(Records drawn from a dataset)
•••••
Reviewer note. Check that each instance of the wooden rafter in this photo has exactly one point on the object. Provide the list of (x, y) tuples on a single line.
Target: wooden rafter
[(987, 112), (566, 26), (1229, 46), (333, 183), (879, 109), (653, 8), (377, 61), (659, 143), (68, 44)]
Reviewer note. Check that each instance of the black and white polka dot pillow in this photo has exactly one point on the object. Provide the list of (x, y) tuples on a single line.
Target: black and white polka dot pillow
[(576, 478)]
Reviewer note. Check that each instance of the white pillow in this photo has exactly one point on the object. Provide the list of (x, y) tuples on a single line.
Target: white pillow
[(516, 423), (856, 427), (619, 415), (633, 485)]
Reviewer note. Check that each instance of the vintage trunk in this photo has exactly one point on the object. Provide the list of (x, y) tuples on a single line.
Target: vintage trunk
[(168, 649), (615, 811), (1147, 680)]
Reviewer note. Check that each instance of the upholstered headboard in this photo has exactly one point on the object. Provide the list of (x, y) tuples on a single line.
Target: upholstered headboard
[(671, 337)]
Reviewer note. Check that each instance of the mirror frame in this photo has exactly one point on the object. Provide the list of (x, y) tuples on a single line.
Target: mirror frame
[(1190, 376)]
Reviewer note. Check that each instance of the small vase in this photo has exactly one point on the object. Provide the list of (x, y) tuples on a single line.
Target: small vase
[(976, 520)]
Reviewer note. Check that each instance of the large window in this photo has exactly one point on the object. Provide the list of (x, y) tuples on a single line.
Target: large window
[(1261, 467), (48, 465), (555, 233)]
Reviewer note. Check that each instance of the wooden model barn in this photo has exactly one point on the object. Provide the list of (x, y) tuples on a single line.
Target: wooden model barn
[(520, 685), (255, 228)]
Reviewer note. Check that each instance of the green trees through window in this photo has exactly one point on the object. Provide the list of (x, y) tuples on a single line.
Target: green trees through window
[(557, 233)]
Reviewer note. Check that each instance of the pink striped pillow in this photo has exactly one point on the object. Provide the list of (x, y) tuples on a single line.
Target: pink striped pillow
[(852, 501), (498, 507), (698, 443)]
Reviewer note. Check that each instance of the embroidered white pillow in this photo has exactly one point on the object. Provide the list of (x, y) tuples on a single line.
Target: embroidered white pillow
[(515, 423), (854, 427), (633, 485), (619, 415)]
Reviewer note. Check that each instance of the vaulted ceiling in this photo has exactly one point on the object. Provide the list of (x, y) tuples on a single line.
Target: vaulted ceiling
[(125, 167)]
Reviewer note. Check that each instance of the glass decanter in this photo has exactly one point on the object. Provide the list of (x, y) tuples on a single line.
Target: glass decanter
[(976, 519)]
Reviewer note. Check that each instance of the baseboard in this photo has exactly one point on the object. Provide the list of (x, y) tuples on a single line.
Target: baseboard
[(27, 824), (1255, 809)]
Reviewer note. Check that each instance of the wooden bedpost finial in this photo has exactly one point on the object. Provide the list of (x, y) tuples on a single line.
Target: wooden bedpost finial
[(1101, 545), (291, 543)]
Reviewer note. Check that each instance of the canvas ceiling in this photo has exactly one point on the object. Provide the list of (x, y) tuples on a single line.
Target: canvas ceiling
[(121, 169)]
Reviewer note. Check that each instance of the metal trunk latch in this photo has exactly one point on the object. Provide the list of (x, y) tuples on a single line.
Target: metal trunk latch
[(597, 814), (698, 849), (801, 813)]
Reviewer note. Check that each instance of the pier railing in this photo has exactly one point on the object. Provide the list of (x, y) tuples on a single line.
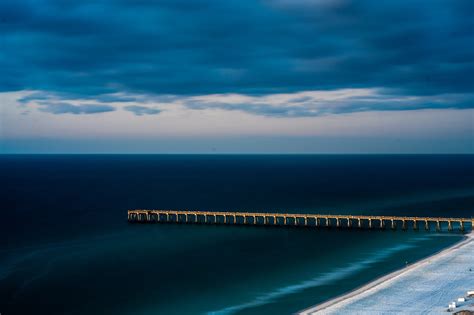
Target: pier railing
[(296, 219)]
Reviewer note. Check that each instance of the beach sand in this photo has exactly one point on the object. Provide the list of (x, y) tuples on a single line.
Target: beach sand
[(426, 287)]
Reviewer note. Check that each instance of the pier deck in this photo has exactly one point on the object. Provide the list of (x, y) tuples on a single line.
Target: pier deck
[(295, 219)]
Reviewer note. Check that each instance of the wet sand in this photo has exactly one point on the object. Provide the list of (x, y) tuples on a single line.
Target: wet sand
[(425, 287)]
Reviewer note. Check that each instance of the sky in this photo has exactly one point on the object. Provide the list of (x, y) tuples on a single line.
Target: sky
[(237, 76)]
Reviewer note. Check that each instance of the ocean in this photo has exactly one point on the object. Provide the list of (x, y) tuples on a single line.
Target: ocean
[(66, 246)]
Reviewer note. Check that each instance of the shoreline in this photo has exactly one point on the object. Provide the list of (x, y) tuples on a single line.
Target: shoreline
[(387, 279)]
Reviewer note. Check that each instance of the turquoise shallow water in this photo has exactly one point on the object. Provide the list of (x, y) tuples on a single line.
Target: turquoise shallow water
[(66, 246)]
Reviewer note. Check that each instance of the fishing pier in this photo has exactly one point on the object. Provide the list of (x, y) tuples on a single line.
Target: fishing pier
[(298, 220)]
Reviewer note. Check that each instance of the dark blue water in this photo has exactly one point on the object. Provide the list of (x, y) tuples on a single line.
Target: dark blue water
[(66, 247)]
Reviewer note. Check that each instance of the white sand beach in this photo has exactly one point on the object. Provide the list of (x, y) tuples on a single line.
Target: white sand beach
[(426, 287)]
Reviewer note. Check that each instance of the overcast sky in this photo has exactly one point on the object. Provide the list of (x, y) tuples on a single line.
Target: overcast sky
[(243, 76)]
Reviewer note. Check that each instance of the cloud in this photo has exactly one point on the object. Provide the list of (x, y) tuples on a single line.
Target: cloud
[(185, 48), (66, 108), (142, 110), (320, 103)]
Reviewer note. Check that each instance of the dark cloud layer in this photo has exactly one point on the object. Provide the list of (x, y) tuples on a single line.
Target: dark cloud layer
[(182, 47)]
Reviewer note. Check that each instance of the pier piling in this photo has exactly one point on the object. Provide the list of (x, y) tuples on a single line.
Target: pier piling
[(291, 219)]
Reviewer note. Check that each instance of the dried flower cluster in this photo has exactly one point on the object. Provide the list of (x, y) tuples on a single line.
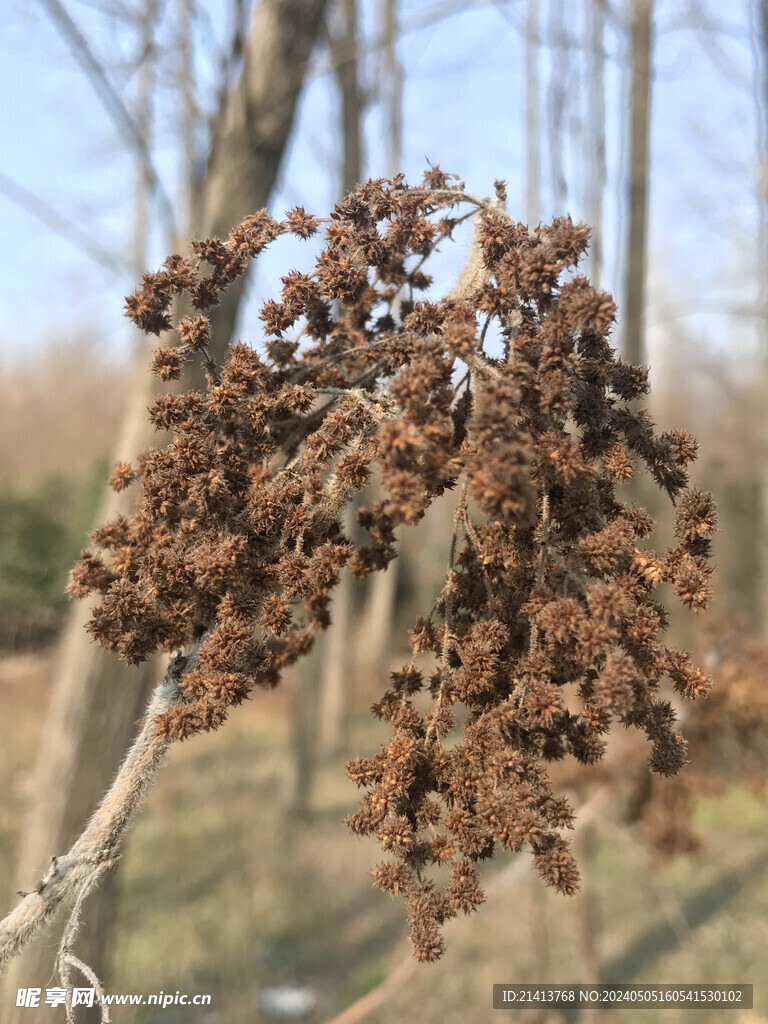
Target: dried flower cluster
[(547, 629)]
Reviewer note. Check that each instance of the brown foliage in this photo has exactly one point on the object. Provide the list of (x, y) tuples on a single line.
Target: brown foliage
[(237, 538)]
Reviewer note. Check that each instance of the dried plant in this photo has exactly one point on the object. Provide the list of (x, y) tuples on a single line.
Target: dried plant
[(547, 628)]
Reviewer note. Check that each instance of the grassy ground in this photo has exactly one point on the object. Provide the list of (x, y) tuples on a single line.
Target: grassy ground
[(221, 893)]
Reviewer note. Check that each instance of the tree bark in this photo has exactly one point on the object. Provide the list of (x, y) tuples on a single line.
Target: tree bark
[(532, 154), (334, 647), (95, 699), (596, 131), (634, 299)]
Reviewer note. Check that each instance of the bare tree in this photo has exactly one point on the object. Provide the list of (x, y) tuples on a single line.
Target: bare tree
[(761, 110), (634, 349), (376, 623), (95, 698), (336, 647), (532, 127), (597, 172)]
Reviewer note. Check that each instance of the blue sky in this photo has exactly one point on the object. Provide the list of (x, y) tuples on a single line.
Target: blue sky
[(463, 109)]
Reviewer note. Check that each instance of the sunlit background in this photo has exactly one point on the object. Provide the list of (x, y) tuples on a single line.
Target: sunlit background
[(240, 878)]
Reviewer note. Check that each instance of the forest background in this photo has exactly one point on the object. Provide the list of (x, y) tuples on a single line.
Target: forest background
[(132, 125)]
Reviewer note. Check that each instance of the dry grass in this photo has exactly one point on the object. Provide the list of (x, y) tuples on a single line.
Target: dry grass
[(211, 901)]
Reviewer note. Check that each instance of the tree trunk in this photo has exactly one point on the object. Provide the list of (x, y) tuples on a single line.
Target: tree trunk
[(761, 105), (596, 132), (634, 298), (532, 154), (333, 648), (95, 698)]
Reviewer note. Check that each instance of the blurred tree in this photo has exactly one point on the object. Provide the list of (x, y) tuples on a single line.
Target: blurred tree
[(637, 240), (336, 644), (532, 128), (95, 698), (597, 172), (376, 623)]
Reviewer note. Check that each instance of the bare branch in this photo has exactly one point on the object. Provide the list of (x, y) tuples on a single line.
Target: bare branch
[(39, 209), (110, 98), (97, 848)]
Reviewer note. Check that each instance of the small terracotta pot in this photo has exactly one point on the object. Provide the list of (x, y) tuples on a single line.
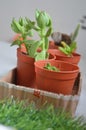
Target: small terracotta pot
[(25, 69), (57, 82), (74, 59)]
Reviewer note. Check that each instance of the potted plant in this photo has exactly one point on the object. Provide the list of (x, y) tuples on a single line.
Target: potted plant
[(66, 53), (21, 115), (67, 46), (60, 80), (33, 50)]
•••••
**Instructions to follow**
Reproduce precisely, and with no line left out, each line from the top of the entries through the line that carries "Reviewer note. Check that each instance of the upholstered".

**Finished exercise**
Reviewer note. Check that each instance of the wooden rafter in this photo has exactly one point on the object. Provide the list of (x, y) tuples on a single line.
Target: wooden rafter
[(987, 112), (566, 26), (1229, 46), (333, 183), (879, 109), (653, 8), (377, 61), (659, 143), (68, 44)]
Reviewer note. Check that each instance of the black and white polka dot pillow in this photo has exactly one point on the object. Provide the list of (x, y) tuples on a single line.
Target: black and white polka dot pillow
[(576, 478)]
Reviewer note. Check that each instance of the white pillow in this photo has exactly one point on the object. Provide the list of (x, y) tuples on a single line.
Target: white pillow
[(516, 423), (856, 427), (619, 415), (633, 485)]
Reviewer note. Check that each instance of the vintage trunk in this photo has exactly one point on the object. Provide the list of (x, y) tuples on a single line.
Target: vintage trunk
[(168, 649), (615, 811), (1147, 680)]
Reviewer note. Check that each instance of the upholstered headboard in this photo has exactly one point on the object. Provide the list of (x, y) tuples on a single line.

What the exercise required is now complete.